*** Exercise inputs

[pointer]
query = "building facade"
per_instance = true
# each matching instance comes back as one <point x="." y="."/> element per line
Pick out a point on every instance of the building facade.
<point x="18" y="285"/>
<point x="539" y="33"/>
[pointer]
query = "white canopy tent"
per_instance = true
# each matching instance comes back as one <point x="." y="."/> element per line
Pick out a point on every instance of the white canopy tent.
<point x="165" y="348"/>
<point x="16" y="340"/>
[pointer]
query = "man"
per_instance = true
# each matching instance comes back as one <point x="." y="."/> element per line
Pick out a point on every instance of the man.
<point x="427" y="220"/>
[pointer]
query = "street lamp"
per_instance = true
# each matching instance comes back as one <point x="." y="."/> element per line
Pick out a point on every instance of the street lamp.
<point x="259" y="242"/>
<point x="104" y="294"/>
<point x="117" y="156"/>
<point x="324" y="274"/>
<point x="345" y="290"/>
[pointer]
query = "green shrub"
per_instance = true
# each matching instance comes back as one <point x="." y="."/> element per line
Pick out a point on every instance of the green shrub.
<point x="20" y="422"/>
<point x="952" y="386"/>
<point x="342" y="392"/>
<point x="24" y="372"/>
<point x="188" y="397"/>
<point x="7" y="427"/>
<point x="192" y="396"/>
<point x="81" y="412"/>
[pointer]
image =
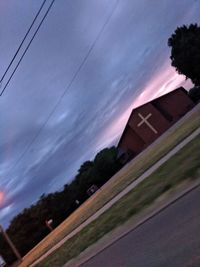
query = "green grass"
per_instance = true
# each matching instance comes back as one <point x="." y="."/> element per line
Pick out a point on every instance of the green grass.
<point x="185" y="164"/>
<point x="128" y="174"/>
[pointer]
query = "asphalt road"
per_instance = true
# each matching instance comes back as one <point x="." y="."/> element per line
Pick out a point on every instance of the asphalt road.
<point x="170" y="239"/>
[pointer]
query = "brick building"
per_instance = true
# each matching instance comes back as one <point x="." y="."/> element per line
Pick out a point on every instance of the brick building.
<point x="147" y="122"/>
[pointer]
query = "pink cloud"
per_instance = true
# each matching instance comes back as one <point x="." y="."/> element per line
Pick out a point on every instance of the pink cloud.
<point x="166" y="80"/>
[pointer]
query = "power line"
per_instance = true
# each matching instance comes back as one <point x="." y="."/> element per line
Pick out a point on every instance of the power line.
<point x="69" y="85"/>
<point x="23" y="40"/>
<point x="45" y="15"/>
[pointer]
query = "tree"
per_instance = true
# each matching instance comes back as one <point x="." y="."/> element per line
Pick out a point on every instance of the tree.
<point x="194" y="94"/>
<point x="185" y="51"/>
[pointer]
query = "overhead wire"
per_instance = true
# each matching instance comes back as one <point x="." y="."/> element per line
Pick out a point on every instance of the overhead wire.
<point x="25" y="51"/>
<point x="69" y="85"/>
<point x="23" y="40"/>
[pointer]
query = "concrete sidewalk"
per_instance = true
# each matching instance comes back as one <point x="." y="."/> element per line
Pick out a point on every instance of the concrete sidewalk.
<point x="123" y="193"/>
<point x="161" y="203"/>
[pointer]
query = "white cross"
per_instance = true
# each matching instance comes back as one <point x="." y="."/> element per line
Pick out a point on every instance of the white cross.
<point x="145" y="120"/>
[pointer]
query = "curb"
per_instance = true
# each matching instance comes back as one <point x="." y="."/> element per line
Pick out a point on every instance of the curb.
<point x="151" y="216"/>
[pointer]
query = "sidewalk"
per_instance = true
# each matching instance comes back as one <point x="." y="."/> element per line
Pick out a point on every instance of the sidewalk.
<point x="163" y="202"/>
<point x="123" y="193"/>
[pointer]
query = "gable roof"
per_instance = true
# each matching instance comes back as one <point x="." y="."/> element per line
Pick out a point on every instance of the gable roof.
<point x="155" y="99"/>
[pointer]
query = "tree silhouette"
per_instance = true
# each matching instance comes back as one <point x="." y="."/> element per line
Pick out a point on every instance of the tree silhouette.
<point x="185" y="51"/>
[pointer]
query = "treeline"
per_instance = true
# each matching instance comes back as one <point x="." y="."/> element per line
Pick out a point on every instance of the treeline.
<point x="28" y="227"/>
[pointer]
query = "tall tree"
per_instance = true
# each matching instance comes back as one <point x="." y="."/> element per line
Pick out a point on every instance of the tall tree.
<point x="185" y="51"/>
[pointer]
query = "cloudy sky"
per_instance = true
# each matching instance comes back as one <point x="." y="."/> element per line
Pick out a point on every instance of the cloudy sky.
<point x="51" y="120"/>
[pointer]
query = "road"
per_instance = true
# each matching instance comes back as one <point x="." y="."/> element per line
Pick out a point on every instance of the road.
<point x="144" y="176"/>
<point x="170" y="239"/>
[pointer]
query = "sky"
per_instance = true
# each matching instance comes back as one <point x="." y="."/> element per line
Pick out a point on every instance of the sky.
<point x="57" y="111"/>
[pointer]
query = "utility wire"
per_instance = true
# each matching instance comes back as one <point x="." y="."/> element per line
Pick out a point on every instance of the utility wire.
<point x="69" y="85"/>
<point x="25" y="51"/>
<point x="22" y="42"/>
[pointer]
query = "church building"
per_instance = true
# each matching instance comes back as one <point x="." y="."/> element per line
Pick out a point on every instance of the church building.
<point x="147" y="122"/>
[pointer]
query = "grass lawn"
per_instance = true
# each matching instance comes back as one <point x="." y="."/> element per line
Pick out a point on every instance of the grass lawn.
<point x="128" y="174"/>
<point x="185" y="164"/>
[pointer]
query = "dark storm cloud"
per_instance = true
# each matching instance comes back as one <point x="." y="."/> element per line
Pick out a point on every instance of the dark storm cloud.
<point x="131" y="51"/>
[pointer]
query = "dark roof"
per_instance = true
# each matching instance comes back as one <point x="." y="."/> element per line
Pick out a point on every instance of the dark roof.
<point x="160" y="97"/>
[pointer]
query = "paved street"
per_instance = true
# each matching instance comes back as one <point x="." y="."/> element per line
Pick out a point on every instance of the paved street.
<point x="170" y="239"/>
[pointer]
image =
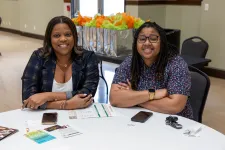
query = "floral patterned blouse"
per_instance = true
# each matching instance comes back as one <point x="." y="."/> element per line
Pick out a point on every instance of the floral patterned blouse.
<point x="177" y="79"/>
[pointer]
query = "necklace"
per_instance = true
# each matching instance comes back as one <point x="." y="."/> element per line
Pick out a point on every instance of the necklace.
<point x="64" y="65"/>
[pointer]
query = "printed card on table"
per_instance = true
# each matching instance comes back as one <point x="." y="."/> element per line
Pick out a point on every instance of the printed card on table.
<point x="39" y="136"/>
<point x="97" y="110"/>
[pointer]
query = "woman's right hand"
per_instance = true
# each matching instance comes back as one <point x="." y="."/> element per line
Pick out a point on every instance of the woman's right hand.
<point x="161" y="93"/>
<point x="79" y="101"/>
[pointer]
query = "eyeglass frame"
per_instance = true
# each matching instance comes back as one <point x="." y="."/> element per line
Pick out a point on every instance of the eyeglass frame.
<point x="148" y="37"/>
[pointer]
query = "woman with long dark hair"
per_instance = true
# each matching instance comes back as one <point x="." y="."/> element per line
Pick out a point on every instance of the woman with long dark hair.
<point x="155" y="77"/>
<point x="60" y="75"/>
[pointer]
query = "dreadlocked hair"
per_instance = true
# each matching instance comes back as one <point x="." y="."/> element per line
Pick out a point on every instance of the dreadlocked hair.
<point x="167" y="51"/>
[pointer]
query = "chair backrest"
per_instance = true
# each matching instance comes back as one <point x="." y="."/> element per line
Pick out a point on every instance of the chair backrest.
<point x="195" y="46"/>
<point x="200" y="85"/>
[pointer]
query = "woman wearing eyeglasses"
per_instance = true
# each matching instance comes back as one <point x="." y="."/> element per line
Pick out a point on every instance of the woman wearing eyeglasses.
<point x="154" y="77"/>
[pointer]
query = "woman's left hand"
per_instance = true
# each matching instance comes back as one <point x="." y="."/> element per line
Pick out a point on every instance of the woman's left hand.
<point x="125" y="86"/>
<point x="35" y="101"/>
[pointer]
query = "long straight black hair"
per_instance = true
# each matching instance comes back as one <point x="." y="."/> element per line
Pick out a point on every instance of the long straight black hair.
<point x="47" y="45"/>
<point x="167" y="51"/>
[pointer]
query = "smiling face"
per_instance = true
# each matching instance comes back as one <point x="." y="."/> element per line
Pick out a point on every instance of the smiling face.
<point x="148" y="44"/>
<point x="62" y="39"/>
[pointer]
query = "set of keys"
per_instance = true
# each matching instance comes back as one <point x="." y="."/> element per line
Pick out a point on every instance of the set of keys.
<point x="172" y="121"/>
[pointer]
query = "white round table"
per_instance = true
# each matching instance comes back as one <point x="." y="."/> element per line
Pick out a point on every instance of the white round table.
<point x="114" y="133"/>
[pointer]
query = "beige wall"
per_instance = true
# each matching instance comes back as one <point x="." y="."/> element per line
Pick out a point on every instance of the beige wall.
<point x="193" y="21"/>
<point x="10" y="13"/>
<point x="33" y="13"/>
<point x="213" y="31"/>
<point x="133" y="10"/>
<point x="185" y="18"/>
<point x="156" y="13"/>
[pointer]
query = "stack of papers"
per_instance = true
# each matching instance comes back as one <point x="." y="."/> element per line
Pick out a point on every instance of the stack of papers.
<point x="94" y="111"/>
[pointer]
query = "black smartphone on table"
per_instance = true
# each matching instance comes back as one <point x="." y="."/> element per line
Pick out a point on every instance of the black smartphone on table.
<point x="49" y="118"/>
<point x="141" y="116"/>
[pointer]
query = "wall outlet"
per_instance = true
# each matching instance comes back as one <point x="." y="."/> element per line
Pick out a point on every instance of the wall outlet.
<point x="206" y="7"/>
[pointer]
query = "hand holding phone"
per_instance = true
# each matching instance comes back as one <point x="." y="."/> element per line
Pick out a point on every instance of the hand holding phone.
<point x="49" y="118"/>
<point x="141" y="116"/>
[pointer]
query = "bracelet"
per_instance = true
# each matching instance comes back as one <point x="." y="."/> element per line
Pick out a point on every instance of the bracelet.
<point x="62" y="105"/>
<point x="69" y="95"/>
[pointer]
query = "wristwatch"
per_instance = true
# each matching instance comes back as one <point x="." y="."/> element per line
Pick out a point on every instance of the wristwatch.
<point x="151" y="93"/>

******

Set down only the lines from the line with "Pick out a point on every instance of the wristwatch." through the last line of the data above, keeping both the first and the last.

Pick out a point on every instance of the wristwatch.
<point x="151" y="93"/>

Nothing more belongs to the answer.